WORK INSTRUCTIONS =
a – In the album review, who produced the song "Niggardly (Blocked Call)"?
b – Extend the album review past its final sentence, keeping its voice.

EXTRACT TO READ =
** Start **
On the subject of features, New York rapper Junglepussy — best known for her TikTok hit "Trader Joe's" — makes two incredible appearances on this album, showcasing a distinctly non-poppy side to her rapping that speaks to an immense amount of versatility. She shuts the house down on "Y'all Can't Stand Right Here," riding one of the seemingly least rap-able beats on the project with absolute deftness: "Mindin' my business, buildin' my iron/Sittin' on his face till I feel inspired/Why fuck him, I'm a better writer." Another stand-out performance comes from Philadelphia based polymath Camae Awaya, AKA Moor Mother — the other half of the aforementioned 700 Bliss — on the track "Don't Lose Your Job." A frequent collaborator of both woods and ELUCID, Awaya's evocative grumbles are a perfect match for the abstract jazz-rap production concocted by Black Noi$e and Backwoodz signee Jeff Markey. The song is a notable break from the rest of the album's intangibility, and while it's certainly not the sort of thing you'd ever hear Drake rapping on, it's definitely one of the more accessible and easy-to-loop cuts on the record.


As one could have predicted, however, despite the incredible selection of features, the real heart of We Diabetic Test Strips lies in the performances of its two stars. "The Gods Must Be Crazy" serves as a reminder of what it is the duo actually does better than just about anyone else: rap. The track plays like a cypher from Hell, with billy woods and ELUCID trading bars back and forth over a pulsating, El-P-produced breakbeat. Just when you think ELUCID has dropped the best line of the album ("Why I still gotta dress for a thought crime?"), woods retorts with a contender ("Dick suck glyphs on tablets"), and so on and so forth for the song's entire three minutes. The song "Niggardly (Blocked Call)," is another absolute standout, and not just for its quadruple-take-inducing title. Produced by frequent Armand Hammer affiliate August Fanon, the song begins by accompanying ELUCID's introductory verse with a screeching series of woodwinds and horns, guided by an airtight set of jazz drums. As abruptly as it begins, the song suddenly transitions to one of the most head-nodding instrumentals on the project, and the listener is treated nearly three minutes of uninterrupted billy woods. His dangerously catchy chorus serves as the inspiration for the song's title, and his verses are an emotional gut punch littered with vivid imagery. "God marked Cain so nobody could hurt him/Stained by that first murder/Hard rain, face upturned/A sun-blackened goat herder." I've said it before and I'll say it again: billy woods is the best songwriter currently making music, and getting to live in the same era as his work is nothing short of a blessing.
** End **
DATASET EXCERPTS =
** Start **
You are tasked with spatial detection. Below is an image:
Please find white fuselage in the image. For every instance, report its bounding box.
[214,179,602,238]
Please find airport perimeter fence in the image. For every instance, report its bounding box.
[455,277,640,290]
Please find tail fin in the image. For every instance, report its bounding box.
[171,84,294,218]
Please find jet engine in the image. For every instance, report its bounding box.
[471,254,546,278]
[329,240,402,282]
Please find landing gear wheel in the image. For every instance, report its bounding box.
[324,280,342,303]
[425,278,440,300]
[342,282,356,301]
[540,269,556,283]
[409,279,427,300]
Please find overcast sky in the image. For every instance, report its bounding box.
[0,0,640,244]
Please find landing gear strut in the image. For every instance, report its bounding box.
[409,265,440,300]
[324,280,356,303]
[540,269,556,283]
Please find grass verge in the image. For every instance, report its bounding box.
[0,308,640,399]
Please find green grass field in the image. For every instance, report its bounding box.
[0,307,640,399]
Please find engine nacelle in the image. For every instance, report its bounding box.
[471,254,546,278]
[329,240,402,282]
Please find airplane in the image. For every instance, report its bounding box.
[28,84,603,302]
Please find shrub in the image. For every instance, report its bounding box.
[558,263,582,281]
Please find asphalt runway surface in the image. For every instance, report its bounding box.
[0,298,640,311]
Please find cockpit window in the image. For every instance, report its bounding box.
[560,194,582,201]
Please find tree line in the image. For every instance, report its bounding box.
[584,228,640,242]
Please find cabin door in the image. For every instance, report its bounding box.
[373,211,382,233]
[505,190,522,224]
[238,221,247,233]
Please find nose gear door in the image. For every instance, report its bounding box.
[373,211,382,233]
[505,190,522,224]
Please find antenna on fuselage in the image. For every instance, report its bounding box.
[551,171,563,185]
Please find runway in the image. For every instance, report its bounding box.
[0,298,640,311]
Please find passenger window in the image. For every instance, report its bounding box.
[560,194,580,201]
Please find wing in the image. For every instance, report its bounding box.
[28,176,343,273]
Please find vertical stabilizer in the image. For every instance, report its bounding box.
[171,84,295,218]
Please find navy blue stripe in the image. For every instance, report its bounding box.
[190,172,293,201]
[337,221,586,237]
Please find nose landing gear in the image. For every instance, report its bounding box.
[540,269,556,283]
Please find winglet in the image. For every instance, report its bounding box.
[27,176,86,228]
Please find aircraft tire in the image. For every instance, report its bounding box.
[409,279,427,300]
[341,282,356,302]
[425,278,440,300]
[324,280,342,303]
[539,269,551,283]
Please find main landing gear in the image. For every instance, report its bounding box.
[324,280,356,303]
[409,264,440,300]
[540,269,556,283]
** End **
** Start **
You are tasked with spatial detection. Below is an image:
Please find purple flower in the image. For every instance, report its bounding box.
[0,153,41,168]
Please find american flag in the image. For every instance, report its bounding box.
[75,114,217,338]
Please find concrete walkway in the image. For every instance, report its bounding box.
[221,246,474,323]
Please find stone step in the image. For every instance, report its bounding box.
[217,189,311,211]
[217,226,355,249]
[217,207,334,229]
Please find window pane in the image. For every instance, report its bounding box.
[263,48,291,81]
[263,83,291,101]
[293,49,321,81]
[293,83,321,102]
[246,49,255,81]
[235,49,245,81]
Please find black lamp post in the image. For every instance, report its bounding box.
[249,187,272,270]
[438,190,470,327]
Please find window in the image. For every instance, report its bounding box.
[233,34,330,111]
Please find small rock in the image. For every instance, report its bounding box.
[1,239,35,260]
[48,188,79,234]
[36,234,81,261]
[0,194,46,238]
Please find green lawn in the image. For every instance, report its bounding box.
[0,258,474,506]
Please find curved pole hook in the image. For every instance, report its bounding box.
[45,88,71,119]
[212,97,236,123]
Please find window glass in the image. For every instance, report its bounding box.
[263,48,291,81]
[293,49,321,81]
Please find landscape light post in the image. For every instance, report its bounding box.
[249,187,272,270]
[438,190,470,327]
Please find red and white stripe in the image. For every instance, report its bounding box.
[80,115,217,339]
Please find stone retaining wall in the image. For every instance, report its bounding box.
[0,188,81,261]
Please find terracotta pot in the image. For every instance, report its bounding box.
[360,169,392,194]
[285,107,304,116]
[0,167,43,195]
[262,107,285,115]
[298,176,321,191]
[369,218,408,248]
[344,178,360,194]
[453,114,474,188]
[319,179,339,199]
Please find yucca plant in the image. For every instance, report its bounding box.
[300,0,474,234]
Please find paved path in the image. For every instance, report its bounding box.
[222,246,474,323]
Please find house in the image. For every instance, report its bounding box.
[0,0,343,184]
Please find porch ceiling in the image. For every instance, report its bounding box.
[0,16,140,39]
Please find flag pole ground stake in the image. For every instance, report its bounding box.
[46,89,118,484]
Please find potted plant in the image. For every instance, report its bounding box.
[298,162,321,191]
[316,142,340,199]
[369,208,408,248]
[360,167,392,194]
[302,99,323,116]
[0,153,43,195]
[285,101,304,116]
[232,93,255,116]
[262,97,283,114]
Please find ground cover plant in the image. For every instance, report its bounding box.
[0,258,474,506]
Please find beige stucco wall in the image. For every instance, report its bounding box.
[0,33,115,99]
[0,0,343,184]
** End **
OUTPUTS =
a – August Fanon produced it.

b –
In many ways, We Buy Diabetic Test Strips feels like the exact sort of next step that Armand Hammer could have been predicted to take. After years of successful releases, both woods and ELUCID now bear the simultaneous honor and weight of being two of the most lauded and sought-after figures in underground music. Test Strips is certainly a continuation of what their music has been in the past, but it's also their boldest and most definitely avant garde work yet. The pair aren't just pushing the envelope on this one; they're creating brand new modalities for hip-hop as a whole. Admittedly, this makes the album more difficult to go back to than their previous works, and a full listen of the entire runtime definitely requires a fair bit of persistence. On repeat listens, I found myself getting somewhat burnt out by tracks eleven and twelve, which isn't at all a testament to their lack of quality, but more a result of the toll that comes from giving this album your full attention.


We Buy Diabetic Test Strips bears a lot of similiarities to the phenomenon after which it is named. Just as desperate pushers and diabetics subject themselves to a Sisyphusian hustle, so too do billy woods and ELUCID seem resigned to pushing the boulder of their artistry up the inescapable hill that is the music industry. No matter how boundary-pushing their music is; no matter how defiant and truthful; no matter how much it connects with those who listen to it; it's ultimately still a product that needs to be pushed. In the same way that daily travesties unfold on the blocks they hold dear, their own positionality in music seems to defined by its lack of support. We Buy Diabetic Test Strips is most certainly bleak, but even in the face of beleagured existential surrender, the album is a beautiful refusal to accept that assessment with any sense of finality. The record is a collection of artists collaborating to create something on their own terms, and while Brooklyn may never have sounded quite as hellish as it does on this album; it's a depiction that never has — and probably never will — occur in the way that it does here. There's so much here to digest, and regardless of how difficult it may be to come back to, rap fans are truly lucky to have been given a work of this caliber. When I wake up, you better believe I'm asking Siri to play me Armand Hammer.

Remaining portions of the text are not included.